### Problem A
In the thread about ants in cork bark, can you write out everything from "They can be" down to "for your help." with "freezer" swapped for "fridge"?

# Ants in cork bark



## Ninja13 (Feb 10, 2013)

Hi, I recently purchased a crestie and today decided to change the tank around. I put some new cork bark in which I got from a reptile shop this morning. Made the tank look amazing then 4 hours later I went to see how the little guy was getting on and there were loads of ants crawling round. They were black with red heads, I have emptied the tank and put the wood in the freezer, does anyone know what these are or how to kill them?

Thanks


----------



## AntsEngland (Feb 10, 2013)

Hi, from your description (black with red heads) & that they live in wood, They most likely are a Southern European Ant called Crematogaster Scutellaris - http://www.mariodiges.com/fotos/Insectos/Crematogaster scutellaris.jpg

if only you had kept the colony I would love to have a colony of Crematogaster  

anyway,I hope this helped :2thumb:


----------



## Ninja13 (Feb 10, 2013)

Thank you, that looks like them. Are they dangerous?

If I find anymore, I'll let you know!!


----------



## RubyTiger (Dec 12, 2012)

I also put my cork bark in boiling water to rid of any critters :2thumb:


----------



## AntsEngland (Feb 10, 2013)

*Crematogaster Scutellaris*

They can be dangerous. especially to reptiles as these ants can shoot Formic Acid from there abdomen which could potentially blind a reptile


----------



## Ninja13 (Feb 10, 2013)

Oh no, I looked in the freezer this morning and got 23 dead in there, I looked at them closely and I'm pretty sure that's what they are. I'm worried in case they one back! Thank you for your help.


----------



## AntsEngland (Feb 10, 2013)

Boiling water kills any insect, so if you soak the cork in boiling water for a while, they should all die


----------



## Ninja13 (Feb 10, 2013)

Do you think freezing wouldn't kill them?


----------



## AntsEngland (Feb 10, 2013)

Well, as an ant keeper myself, Cold temperatures can make the Ants go into hibernation rather than kill them


----------



## Ninja13 (Feb 10, 2013)

I was worried you were going to say that!! Thank you so much for all your help


----------

### Task input
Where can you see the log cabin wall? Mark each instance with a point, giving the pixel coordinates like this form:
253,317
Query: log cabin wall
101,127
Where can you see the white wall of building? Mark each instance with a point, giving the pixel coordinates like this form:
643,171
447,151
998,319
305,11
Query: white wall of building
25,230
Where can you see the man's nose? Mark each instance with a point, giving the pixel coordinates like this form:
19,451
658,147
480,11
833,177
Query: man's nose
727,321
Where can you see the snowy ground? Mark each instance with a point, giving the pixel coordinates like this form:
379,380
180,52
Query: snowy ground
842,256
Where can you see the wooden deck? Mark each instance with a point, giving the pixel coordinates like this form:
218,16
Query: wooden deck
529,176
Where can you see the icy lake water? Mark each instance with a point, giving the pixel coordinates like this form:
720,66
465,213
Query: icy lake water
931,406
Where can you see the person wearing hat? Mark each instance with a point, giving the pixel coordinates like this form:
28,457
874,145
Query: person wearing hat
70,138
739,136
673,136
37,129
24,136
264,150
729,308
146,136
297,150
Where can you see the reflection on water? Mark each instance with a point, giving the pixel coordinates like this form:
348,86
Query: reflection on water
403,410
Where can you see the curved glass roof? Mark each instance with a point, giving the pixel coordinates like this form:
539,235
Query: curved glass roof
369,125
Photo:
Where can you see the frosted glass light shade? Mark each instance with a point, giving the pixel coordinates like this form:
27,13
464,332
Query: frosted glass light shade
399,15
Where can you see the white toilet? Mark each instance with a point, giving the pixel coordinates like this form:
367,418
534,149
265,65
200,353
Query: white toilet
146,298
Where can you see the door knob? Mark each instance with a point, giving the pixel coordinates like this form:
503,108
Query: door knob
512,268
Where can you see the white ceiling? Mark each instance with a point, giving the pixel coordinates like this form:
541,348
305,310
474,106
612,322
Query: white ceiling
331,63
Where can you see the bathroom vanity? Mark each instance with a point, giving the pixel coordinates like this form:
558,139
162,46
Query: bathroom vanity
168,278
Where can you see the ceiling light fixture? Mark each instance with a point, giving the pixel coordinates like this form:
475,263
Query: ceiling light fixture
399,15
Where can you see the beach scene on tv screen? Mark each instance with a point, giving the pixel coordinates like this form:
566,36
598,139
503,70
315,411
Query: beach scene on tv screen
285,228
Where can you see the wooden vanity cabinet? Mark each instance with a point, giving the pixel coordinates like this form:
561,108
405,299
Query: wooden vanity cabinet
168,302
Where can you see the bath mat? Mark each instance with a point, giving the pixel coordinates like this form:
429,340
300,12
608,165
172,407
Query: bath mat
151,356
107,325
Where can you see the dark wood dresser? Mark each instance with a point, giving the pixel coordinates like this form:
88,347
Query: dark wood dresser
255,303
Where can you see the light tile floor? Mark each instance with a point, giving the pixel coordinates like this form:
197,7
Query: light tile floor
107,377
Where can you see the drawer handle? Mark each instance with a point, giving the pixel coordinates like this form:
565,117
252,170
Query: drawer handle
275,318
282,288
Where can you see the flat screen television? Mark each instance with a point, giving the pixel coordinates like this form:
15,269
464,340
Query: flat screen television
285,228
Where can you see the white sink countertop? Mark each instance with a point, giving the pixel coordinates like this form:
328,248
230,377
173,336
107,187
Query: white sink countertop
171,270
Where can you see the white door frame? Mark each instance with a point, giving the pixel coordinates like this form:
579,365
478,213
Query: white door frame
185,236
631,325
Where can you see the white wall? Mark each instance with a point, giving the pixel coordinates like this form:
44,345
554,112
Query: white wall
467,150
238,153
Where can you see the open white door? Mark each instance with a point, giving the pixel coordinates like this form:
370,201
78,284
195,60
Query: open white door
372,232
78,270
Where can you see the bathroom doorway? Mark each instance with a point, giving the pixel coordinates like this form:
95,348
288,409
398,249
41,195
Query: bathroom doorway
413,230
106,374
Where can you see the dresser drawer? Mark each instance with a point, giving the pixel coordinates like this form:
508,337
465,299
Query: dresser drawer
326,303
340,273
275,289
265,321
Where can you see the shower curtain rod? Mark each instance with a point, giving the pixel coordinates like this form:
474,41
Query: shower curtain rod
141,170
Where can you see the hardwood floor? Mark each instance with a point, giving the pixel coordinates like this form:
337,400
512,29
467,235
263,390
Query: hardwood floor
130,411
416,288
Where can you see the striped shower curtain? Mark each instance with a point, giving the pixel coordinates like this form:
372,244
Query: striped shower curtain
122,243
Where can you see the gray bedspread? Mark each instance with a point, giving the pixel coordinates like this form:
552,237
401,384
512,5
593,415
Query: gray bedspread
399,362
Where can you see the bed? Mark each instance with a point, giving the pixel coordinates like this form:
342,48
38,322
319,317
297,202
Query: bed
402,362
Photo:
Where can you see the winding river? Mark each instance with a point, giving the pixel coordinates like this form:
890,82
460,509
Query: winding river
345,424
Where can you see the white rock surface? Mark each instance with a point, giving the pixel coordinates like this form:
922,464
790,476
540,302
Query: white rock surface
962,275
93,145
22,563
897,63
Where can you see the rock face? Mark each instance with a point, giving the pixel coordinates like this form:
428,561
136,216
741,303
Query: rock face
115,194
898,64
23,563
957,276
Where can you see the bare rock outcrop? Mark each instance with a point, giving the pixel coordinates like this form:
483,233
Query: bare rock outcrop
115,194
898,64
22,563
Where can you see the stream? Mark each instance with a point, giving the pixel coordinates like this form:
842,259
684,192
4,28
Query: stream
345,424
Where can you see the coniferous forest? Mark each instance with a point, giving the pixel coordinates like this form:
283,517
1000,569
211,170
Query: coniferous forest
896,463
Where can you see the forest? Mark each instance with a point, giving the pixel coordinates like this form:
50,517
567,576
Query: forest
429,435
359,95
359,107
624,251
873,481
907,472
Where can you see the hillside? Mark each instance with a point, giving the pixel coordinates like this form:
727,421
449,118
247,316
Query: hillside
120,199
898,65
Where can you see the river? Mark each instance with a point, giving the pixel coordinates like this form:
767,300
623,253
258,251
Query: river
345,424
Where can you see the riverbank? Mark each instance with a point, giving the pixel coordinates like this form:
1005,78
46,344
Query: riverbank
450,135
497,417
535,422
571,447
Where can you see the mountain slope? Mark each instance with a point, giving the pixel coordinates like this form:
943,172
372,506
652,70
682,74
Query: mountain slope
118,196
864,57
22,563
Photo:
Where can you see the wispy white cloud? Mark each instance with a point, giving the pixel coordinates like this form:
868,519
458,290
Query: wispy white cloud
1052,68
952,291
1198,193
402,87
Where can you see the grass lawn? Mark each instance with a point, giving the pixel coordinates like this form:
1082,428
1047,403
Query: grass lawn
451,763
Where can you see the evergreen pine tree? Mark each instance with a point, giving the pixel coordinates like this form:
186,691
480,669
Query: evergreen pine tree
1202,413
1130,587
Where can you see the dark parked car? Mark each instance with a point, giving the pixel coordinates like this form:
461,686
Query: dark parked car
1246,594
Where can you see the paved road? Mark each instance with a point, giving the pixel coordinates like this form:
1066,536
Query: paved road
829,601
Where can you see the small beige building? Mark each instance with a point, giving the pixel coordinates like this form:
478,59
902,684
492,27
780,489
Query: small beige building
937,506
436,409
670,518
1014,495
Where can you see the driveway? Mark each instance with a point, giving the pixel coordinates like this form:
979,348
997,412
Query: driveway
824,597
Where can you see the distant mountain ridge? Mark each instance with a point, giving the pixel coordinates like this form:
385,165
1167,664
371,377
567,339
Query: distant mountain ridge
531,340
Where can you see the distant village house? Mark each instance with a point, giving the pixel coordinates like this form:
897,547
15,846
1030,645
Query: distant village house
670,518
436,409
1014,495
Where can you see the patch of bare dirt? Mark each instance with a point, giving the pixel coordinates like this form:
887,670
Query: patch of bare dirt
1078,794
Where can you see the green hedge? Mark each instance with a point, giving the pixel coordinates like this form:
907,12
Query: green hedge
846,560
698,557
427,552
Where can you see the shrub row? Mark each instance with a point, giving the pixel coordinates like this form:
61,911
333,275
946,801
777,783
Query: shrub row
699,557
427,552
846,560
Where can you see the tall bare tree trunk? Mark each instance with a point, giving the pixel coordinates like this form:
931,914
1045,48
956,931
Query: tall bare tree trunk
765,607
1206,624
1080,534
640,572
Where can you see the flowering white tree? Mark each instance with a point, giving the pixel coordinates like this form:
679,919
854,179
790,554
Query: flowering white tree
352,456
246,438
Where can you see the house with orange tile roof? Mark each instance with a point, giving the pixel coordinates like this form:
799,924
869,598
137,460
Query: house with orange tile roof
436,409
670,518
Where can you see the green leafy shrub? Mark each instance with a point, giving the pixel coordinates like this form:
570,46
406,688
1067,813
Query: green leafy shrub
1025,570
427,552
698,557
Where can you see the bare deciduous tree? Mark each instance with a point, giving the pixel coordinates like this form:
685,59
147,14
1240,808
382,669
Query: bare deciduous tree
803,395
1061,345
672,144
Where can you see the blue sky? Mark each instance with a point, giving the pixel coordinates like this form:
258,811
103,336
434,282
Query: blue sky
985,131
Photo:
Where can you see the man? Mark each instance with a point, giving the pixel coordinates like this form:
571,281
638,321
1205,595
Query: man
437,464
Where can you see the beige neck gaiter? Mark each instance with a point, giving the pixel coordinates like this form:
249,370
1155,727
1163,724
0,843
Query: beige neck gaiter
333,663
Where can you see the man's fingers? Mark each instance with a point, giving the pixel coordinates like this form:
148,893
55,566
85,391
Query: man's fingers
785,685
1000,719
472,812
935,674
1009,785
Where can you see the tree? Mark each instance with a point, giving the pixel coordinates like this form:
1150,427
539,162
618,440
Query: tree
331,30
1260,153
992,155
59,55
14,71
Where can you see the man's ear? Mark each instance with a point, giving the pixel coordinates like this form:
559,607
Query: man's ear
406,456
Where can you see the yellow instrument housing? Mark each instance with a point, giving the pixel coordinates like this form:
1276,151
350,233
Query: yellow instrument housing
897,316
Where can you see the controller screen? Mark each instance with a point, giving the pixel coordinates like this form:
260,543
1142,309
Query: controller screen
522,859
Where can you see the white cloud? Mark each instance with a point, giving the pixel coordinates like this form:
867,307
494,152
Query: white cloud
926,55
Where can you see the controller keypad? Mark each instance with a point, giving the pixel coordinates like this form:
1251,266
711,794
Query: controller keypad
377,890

### Problem B
How many lines of the records contain the string "wispy"? Reply with the number only.

### Complete response A
They can be dangerous. especially to reptiles as these ants can shoot Formic Acid from there abdomen which could potentially blind a reptile


----------



## Ninja13 (Feb 10, 2013)

Oh no, I looked in the fridge this morning and got 23 dead in there, I looked at them closely and I'm pretty sure that's what they are. I'm worried in case they one back! Thank you for your help.

### Complete response B
2